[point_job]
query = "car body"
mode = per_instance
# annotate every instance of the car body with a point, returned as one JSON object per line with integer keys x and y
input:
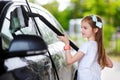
{"x": 13, "y": 23}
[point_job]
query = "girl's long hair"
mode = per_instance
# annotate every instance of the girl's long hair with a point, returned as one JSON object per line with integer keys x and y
{"x": 99, "y": 40}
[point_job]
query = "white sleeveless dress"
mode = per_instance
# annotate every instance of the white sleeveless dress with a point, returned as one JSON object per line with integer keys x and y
{"x": 88, "y": 67}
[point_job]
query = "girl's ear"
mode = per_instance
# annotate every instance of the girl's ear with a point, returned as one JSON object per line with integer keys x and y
{"x": 95, "y": 30}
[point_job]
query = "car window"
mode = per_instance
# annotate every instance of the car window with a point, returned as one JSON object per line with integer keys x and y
{"x": 48, "y": 35}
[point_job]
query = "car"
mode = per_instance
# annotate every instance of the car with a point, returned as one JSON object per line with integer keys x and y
{"x": 24, "y": 18}
{"x": 75, "y": 31}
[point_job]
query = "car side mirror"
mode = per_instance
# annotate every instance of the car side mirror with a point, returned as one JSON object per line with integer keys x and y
{"x": 27, "y": 45}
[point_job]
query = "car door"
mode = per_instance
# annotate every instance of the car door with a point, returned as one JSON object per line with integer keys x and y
{"x": 55, "y": 46}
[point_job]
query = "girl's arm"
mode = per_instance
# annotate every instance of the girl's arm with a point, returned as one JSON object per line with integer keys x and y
{"x": 108, "y": 62}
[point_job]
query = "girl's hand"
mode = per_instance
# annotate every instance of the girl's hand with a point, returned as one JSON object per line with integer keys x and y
{"x": 64, "y": 39}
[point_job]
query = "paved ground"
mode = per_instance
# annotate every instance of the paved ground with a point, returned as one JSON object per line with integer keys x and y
{"x": 111, "y": 73}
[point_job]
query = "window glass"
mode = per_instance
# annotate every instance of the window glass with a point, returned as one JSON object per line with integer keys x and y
{"x": 48, "y": 35}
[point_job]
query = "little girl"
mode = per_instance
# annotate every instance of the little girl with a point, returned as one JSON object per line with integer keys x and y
{"x": 91, "y": 55}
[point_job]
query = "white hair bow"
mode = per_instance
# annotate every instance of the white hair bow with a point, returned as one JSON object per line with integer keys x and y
{"x": 98, "y": 24}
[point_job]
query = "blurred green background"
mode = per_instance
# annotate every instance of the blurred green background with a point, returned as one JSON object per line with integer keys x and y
{"x": 108, "y": 10}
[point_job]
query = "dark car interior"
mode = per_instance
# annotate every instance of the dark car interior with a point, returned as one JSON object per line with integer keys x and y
{"x": 29, "y": 45}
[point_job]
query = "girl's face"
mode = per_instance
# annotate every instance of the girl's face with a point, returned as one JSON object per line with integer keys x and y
{"x": 87, "y": 31}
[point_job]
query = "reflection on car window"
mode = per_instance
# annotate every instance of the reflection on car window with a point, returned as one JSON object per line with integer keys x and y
{"x": 48, "y": 35}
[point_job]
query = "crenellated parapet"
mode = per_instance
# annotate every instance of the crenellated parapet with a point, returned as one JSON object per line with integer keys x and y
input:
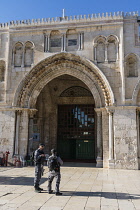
{"x": 75, "y": 18}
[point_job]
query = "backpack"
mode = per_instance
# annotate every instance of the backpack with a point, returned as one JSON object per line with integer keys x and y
{"x": 54, "y": 165}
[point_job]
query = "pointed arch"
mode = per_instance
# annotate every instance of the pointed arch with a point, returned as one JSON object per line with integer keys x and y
{"x": 131, "y": 65}
{"x": 18, "y": 54}
{"x": 99, "y": 49}
{"x": 112, "y": 48}
{"x": 60, "y": 64}
{"x": 28, "y": 53}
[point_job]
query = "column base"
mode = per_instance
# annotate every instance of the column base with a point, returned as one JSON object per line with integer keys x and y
{"x": 112, "y": 163}
{"x": 99, "y": 163}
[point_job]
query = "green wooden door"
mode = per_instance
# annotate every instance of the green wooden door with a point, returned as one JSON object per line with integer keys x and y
{"x": 76, "y": 127}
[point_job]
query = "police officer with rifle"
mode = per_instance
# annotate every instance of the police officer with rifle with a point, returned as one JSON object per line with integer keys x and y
{"x": 39, "y": 158}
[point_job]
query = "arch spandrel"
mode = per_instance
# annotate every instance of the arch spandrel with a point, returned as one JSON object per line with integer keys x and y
{"x": 57, "y": 65}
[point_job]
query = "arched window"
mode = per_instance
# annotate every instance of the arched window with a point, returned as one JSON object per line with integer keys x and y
{"x": 28, "y": 54}
{"x": 55, "y": 41}
{"x": 2, "y": 71}
{"x": 112, "y": 45}
{"x": 99, "y": 49}
{"x": 18, "y": 52}
{"x": 132, "y": 65}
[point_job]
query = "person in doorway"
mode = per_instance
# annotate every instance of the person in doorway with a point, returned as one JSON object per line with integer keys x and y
{"x": 39, "y": 158}
{"x": 54, "y": 162}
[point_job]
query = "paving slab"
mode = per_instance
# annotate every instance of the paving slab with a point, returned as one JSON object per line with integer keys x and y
{"x": 83, "y": 188}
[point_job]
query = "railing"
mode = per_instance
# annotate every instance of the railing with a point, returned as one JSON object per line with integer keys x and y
{"x": 99, "y": 16}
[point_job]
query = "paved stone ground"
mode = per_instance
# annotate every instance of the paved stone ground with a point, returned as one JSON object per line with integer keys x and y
{"x": 84, "y": 188}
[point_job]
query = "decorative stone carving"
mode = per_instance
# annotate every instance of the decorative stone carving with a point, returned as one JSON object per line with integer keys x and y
{"x": 60, "y": 61}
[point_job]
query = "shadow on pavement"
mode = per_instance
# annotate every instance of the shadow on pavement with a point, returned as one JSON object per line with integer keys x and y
{"x": 26, "y": 181}
{"x": 108, "y": 195}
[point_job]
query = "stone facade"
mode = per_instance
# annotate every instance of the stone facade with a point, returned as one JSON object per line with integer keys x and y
{"x": 81, "y": 60}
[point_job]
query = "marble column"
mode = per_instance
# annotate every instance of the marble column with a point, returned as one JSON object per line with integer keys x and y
{"x": 16, "y": 146}
{"x": 117, "y": 52}
{"x": 106, "y": 57}
{"x": 23, "y": 56}
{"x": 95, "y": 53}
{"x": 111, "y": 139}
{"x": 63, "y": 43}
{"x": 23, "y": 135}
{"x": 99, "y": 159}
{"x": 138, "y": 134}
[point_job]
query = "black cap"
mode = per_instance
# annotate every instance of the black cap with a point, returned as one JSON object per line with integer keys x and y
{"x": 41, "y": 144}
{"x": 53, "y": 151}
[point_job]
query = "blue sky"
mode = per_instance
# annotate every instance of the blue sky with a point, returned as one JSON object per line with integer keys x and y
{"x": 33, "y": 9}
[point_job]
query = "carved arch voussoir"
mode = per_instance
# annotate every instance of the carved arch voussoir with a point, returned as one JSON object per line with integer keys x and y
{"x": 56, "y": 63}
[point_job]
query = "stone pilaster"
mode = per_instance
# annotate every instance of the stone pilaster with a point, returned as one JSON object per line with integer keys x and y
{"x": 125, "y": 137}
{"x": 99, "y": 159}
{"x": 105, "y": 136}
{"x": 111, "y": 139}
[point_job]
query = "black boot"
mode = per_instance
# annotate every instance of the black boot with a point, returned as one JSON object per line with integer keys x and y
{"x": 58, "y": 193}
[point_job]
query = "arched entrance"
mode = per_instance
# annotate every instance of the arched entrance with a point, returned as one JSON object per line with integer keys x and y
{"x": 65, "y": 119}
{"x": 88, "y": 77}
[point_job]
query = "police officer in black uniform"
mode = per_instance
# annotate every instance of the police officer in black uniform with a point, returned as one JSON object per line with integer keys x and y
{"x": 39, "y": 158}
{"x": 54, "y": 174}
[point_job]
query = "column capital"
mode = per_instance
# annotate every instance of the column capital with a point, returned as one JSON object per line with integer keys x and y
{"x": 110, "y": 110}
{"x": 47, "y": 32}
{"x": 98, "y": 111}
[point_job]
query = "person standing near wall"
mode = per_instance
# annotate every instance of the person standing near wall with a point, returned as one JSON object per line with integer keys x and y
{"x": 54, "y": 163}
{"x": 39, "y": 158}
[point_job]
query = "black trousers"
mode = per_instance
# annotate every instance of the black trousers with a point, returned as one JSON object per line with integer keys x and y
{"x": 38, "y": 173}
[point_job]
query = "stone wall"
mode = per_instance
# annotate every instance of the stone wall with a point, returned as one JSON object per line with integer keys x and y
{"x": 125, "y": 138}
{"x": 7, "y": 132}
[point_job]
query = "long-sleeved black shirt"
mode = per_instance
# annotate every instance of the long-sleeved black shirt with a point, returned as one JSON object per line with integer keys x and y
{"x": 38, "y": 159}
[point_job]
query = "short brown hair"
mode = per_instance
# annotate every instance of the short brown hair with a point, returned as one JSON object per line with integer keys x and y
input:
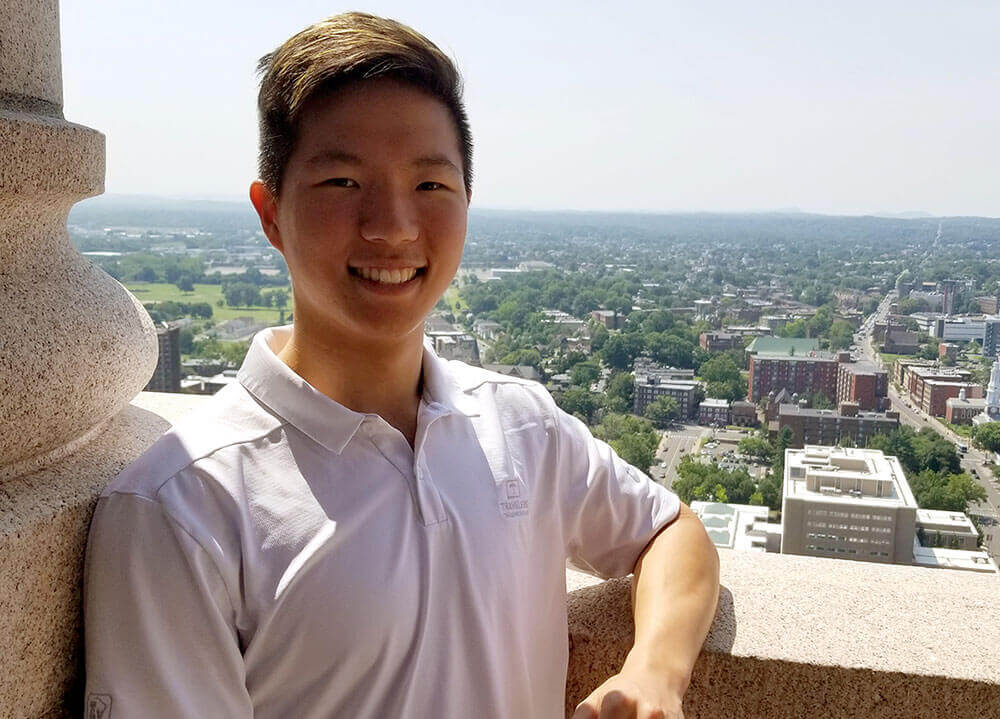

Exercise description:
Show every line of the records above that contains the string "spandrel", with case taken into account.

Completed task:
query = "arch spandrel"
# annotate every instance of the arch spandrel with a point, returned as one JSON object per line with integer keys x and y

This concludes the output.